◆ **READING TEXT**:
------------------------------------------------------------

Delaware

The Open Thread for April 29, 2018

President Trump tweeted yesterday that Sen. Jon Tester (D-MT) “should resign” because allegations he made against White House doctor Ronny Jackson, who withdrew as his nominee to head Veterans Affairs, “are proving false.”

Axios: “One of the reasons White House officials continued backing Jackson, even after they expected him to withdraw, was that they believed some of the allegations would prove false or exaggerated, and they wanted to set a political trap for Tester, a red-state Democrat up for election.”

“What happened with the Paralympics was so incredible and so inspiring to me. And I watched — it’s a little tough to watch too much, but I watched as much as I could.”  — President Trump, quoted by the PBS Newshour, insulting all Paralympians and all disabled people on Earth.

Politico: “Scott Pruitt may have survived his testimony on Capitol Hill, but he’s coming back to a further enraged and demoralized EPA staff. Several current and former EPA officials and other people close to the agency said Pruitt did himself no favors with his congressional testimony Thursday, in which he blamed his aides for installing a $43,000 privacy booth in his office and approving more than $100,000 in first-class flights that he took last year.”

------------------------------------------------------------

◆ **INFORMATION SHOWN**:
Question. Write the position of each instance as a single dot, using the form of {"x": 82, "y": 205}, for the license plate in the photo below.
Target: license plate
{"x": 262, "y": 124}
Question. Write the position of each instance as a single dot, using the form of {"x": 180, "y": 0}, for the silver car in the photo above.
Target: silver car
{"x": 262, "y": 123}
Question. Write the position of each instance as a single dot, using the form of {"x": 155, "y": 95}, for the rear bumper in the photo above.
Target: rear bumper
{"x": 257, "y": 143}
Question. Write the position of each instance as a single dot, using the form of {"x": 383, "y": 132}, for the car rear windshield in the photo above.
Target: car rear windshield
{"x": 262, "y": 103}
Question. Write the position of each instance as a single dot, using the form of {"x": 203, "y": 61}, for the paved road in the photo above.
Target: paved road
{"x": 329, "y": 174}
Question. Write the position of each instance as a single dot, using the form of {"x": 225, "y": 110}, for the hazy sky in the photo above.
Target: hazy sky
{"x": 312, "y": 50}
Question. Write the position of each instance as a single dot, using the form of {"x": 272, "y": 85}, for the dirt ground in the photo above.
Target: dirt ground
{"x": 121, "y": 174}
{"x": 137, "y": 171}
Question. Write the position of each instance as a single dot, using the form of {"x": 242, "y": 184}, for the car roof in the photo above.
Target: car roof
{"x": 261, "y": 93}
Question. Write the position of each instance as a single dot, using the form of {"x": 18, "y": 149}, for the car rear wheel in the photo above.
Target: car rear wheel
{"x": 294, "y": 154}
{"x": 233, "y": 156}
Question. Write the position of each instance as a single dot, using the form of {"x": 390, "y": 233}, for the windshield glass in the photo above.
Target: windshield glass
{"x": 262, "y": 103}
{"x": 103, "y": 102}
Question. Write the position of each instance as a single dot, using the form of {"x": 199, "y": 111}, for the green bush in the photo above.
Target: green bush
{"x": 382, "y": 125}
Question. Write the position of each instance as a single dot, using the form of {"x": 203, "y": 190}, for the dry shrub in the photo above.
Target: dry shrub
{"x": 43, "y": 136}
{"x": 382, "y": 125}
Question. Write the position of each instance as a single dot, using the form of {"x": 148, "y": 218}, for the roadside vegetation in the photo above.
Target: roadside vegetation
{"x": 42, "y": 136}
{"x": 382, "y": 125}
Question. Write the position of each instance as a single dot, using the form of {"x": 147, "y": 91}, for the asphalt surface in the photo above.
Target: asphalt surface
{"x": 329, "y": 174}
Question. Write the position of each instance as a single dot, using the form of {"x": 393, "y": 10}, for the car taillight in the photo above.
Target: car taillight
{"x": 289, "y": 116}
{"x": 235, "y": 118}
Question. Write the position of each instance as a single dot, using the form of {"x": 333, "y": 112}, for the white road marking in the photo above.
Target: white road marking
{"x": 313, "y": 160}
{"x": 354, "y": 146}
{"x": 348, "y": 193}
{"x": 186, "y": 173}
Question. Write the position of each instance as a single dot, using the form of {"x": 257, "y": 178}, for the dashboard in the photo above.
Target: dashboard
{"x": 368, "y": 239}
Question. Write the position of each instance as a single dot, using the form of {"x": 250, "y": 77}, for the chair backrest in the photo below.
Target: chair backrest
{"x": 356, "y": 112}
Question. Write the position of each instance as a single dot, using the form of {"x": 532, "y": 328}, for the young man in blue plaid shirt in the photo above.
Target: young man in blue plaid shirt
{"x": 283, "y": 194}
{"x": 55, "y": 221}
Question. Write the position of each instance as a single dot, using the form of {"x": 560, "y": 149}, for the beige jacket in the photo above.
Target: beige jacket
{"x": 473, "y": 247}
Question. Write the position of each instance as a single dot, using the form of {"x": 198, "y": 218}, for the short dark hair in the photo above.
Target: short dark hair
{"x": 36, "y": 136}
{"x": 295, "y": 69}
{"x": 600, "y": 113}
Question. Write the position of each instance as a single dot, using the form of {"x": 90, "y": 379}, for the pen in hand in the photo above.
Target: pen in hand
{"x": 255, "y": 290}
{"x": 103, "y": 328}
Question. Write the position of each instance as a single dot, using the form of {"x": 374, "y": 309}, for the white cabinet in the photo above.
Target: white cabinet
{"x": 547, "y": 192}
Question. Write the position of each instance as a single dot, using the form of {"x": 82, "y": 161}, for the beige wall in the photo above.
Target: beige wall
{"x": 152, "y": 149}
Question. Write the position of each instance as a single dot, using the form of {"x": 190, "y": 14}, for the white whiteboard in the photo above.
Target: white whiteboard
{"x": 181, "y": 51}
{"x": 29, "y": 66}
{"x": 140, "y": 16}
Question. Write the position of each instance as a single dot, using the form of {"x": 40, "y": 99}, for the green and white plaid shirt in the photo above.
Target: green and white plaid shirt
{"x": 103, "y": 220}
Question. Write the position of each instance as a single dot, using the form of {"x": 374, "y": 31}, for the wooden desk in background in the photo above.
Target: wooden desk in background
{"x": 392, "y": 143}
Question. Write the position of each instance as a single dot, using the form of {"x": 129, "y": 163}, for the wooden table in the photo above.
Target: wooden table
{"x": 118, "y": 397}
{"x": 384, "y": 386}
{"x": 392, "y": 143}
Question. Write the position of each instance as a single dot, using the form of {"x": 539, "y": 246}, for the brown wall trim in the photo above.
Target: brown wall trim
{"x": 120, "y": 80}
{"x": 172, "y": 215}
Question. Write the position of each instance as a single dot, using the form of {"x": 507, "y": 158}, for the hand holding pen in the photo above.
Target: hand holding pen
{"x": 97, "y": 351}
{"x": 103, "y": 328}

------------------------------------------------------------

◆ **SET OF TASKS**:
1 - Summarize the open thread in two sentences.
2 - In the open thread, what was the cost of the privacy booth installed in Scott Pruitt's office?
The records come from a different source than the text.

◆ **ANSWERS TO THE EXERCISES**:
1 - President Trump tweeted that Sen. Jon Tester should resign because his allegations against White House doctor Ronny Jackson, who withdrew as the nominee to head Veterans Affairs, were proving false, and Axios reported that White House officials kept backing Jackson partly to set a political trap for Tester. Politico reported that Scott Pruitt, who blamed his aides in congressional testimony for a $43,000 privacy booth and more than $100,000 in first-class flights, is returning to a further enraged and demoralized EPA staff.

2 - $43,000